▶ Exercise: From the entries that follow, reproduce exactly and only the lines from the line with "find the crowd of people in the photo above" to the line with "find the sunglasses in the photo above", endpoints included.

Saved entries:
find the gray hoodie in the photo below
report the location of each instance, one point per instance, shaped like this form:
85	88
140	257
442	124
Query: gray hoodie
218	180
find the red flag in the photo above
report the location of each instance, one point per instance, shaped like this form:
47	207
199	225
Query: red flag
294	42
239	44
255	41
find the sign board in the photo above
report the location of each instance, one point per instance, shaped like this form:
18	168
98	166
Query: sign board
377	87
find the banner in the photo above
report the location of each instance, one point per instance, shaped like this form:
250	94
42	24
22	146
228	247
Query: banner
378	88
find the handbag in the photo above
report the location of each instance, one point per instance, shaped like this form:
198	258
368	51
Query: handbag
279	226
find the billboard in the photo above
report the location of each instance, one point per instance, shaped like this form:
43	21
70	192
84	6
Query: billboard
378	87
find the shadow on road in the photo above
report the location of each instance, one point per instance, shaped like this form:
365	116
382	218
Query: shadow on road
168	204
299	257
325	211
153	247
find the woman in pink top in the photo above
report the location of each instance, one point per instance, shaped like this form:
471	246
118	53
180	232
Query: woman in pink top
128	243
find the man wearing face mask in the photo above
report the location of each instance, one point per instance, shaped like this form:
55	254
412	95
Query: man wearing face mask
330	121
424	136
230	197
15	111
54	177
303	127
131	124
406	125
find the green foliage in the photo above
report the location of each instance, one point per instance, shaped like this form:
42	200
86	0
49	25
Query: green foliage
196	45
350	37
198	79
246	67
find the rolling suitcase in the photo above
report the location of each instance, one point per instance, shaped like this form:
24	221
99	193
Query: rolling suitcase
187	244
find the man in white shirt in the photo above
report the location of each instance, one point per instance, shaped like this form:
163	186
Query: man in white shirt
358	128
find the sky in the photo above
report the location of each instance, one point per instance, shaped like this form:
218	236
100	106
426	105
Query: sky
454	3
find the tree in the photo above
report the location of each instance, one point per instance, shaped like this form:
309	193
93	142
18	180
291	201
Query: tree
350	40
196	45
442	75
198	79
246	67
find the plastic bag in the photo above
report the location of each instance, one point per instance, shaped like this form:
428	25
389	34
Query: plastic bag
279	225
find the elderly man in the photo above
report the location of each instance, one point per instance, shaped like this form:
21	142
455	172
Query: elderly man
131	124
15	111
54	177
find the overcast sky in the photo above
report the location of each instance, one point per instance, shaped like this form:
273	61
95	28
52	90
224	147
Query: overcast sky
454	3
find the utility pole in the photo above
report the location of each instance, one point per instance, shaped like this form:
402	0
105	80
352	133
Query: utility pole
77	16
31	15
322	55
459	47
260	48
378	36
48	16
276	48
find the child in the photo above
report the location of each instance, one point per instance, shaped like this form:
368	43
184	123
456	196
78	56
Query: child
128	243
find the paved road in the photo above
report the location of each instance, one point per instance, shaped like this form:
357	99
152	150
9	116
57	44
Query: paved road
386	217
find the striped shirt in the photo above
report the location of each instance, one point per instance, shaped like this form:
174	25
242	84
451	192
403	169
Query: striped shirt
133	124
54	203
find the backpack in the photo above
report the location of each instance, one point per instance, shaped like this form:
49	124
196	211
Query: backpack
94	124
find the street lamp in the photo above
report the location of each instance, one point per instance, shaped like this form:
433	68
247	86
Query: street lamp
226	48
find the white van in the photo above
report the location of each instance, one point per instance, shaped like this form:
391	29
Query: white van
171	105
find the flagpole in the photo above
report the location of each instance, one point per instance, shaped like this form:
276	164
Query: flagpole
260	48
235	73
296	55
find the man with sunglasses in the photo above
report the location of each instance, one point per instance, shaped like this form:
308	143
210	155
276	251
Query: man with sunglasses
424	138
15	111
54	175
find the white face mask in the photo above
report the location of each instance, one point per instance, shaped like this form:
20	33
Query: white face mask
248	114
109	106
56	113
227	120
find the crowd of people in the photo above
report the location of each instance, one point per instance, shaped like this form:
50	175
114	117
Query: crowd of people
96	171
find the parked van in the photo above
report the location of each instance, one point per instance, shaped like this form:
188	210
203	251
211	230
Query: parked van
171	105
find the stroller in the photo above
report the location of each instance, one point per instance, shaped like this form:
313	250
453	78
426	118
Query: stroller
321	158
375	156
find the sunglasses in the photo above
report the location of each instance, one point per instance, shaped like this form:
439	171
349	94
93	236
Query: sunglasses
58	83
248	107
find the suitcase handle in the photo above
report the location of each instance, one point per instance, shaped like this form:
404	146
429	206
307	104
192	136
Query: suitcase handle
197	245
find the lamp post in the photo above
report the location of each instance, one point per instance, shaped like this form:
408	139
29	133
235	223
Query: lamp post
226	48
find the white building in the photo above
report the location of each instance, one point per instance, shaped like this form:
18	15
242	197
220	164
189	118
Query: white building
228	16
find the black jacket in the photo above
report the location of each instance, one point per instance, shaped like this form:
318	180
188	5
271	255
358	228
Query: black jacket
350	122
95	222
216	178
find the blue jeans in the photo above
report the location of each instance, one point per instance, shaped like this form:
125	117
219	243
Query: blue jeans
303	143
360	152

▶ Final answer:
find the crowd of people in the photo above
report the location of each instance, one point per instance, shaped like this form:
50	175
114	117
Query: crowd of people
96	171
find the parked van in the photo above
report the location of each instance, one point per instance, shaped like this form:
188	210
203	251
211	230
Query: parked van
171	105
find the stroller in the photo above
report the location of each instance, one point per instance, shaped like this form:
313	250
453	78
426	118
Query: stroller
321	158
375	156
find the sunglasses in the photo above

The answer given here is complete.